* [Task requirements] Pick out every line below that contains the word "dark" and copy each one in full. Case counts.

* [Stored records]
=-=-=-=-=

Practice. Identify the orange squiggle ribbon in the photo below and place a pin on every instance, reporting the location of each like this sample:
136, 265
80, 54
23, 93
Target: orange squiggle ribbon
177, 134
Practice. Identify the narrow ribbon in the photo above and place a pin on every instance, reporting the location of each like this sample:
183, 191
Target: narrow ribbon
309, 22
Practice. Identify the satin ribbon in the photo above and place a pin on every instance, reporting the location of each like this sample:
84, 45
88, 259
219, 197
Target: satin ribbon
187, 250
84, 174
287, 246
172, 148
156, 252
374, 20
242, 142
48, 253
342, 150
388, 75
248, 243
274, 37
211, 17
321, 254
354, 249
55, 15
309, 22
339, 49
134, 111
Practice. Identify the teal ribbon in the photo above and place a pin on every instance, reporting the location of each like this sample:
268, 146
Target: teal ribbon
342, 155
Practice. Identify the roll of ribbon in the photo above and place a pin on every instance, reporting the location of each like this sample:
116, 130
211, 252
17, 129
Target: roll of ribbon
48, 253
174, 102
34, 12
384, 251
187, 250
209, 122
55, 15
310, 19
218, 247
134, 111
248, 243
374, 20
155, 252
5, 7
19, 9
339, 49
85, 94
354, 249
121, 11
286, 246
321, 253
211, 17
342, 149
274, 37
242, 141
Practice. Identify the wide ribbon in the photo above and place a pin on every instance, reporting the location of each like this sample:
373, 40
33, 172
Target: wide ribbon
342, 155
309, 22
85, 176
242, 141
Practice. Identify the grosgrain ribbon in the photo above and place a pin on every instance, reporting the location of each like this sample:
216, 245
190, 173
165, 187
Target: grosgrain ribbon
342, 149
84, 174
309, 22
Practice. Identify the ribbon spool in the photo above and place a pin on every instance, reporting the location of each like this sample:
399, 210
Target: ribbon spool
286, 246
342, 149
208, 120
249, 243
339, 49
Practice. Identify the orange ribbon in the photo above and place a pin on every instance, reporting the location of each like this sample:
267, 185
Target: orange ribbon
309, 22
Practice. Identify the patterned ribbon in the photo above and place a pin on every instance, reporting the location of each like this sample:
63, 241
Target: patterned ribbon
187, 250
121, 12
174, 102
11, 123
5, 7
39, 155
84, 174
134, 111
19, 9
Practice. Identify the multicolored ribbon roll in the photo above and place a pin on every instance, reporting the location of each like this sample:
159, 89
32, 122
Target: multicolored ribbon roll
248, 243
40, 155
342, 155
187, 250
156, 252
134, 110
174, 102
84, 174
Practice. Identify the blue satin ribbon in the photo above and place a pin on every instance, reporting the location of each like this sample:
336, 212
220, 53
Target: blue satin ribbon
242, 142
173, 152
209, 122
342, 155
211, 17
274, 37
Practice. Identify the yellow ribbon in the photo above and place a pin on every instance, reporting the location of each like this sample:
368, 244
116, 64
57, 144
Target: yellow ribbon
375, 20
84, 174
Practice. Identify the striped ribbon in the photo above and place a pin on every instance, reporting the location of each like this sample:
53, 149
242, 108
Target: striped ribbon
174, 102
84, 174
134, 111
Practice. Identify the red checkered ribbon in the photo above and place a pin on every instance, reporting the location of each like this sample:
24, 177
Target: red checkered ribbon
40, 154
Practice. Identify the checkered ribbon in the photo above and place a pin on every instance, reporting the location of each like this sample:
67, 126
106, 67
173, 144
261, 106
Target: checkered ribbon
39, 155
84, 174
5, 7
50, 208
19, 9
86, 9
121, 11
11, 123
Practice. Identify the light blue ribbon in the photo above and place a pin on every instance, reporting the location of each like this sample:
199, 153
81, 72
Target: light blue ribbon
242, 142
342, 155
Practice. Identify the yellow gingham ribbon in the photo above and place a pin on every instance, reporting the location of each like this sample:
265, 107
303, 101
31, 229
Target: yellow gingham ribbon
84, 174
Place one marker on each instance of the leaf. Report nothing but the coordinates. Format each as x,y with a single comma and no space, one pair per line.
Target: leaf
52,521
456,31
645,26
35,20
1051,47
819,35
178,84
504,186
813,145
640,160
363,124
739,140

=-=-=-=-=

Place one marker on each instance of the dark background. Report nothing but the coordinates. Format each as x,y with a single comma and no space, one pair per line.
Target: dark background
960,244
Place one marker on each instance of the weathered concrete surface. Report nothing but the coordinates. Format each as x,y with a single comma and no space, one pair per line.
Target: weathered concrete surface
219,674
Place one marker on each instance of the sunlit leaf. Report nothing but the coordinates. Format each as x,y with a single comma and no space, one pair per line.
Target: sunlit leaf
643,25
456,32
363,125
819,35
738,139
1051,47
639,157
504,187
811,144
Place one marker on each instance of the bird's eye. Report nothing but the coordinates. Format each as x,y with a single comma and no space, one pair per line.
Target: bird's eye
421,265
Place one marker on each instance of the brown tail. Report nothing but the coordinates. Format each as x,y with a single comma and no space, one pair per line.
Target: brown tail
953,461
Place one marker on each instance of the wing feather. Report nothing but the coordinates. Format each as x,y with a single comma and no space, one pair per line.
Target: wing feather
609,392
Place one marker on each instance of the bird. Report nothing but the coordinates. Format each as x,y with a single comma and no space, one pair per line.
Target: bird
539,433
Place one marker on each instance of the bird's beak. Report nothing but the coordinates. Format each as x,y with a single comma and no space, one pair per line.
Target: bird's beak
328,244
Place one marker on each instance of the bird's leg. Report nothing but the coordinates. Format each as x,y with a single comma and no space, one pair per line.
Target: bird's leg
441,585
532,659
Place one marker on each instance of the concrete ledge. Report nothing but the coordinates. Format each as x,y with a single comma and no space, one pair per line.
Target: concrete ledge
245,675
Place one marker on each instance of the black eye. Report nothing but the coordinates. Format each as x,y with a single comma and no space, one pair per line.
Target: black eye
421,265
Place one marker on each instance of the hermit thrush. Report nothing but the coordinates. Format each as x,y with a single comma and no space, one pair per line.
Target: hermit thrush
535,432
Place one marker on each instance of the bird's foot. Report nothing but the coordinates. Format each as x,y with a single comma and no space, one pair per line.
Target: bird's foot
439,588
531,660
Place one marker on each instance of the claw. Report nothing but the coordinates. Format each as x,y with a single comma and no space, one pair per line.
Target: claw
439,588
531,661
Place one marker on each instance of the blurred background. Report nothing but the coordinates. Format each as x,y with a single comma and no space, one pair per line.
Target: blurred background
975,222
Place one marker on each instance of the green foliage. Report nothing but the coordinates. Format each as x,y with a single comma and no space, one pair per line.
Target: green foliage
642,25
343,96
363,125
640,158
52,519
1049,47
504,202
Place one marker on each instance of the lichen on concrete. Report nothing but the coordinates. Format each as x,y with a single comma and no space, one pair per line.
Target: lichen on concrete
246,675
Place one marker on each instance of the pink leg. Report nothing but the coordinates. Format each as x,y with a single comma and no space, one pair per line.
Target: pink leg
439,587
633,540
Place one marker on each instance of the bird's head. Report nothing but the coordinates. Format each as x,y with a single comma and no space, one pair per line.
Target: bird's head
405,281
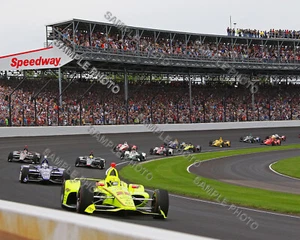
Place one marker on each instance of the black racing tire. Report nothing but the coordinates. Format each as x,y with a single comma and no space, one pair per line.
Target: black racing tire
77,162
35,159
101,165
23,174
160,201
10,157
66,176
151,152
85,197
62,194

=-=-=-=-=

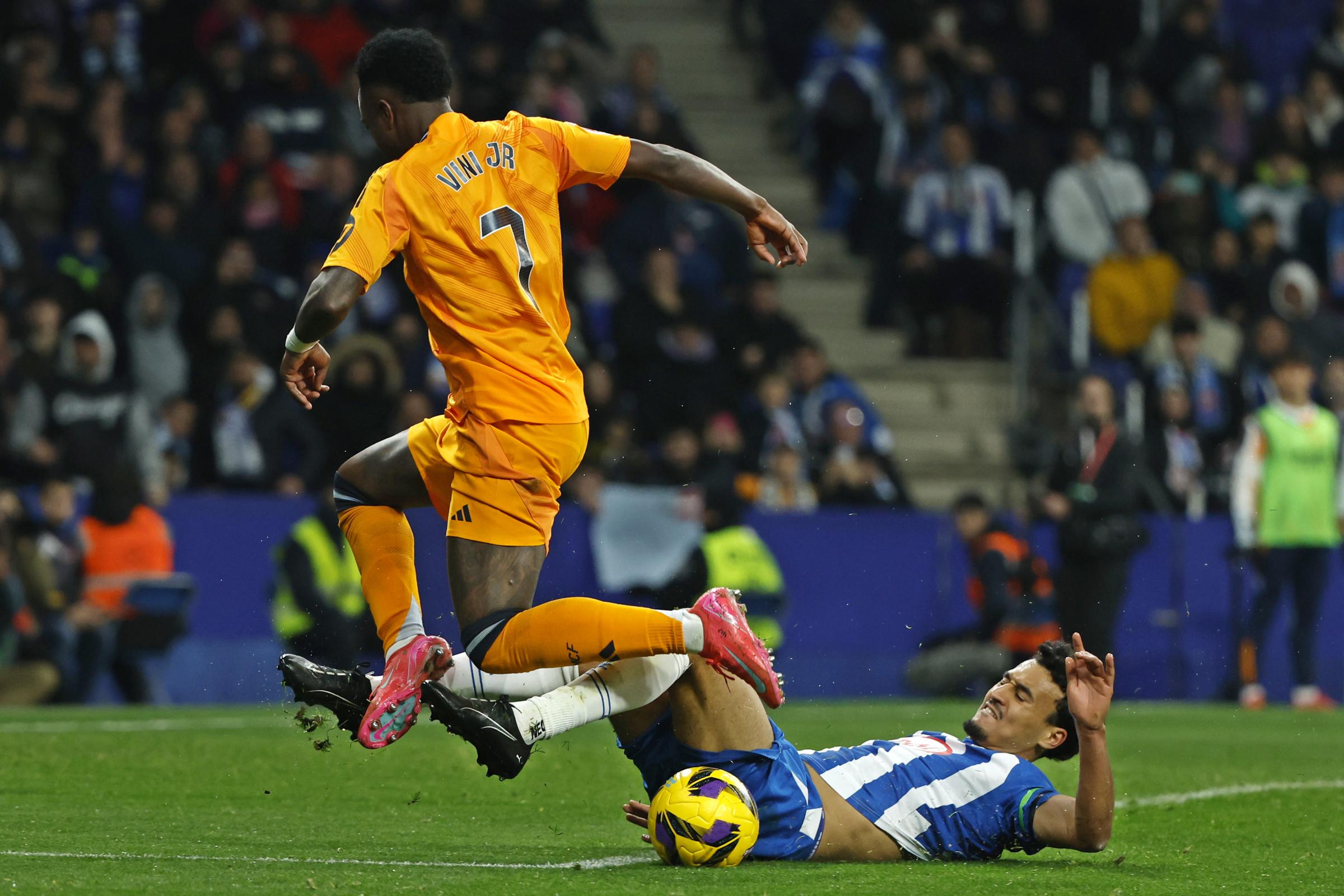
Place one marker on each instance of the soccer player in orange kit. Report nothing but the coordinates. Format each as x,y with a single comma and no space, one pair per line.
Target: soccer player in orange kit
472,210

=-=-=-=-=

* [Exercise response]
Place one marker on each instance of the dark background. Report nothing but the coordinates. Format each as x,y with a single comma and no space, one pair per line.
Target: dark background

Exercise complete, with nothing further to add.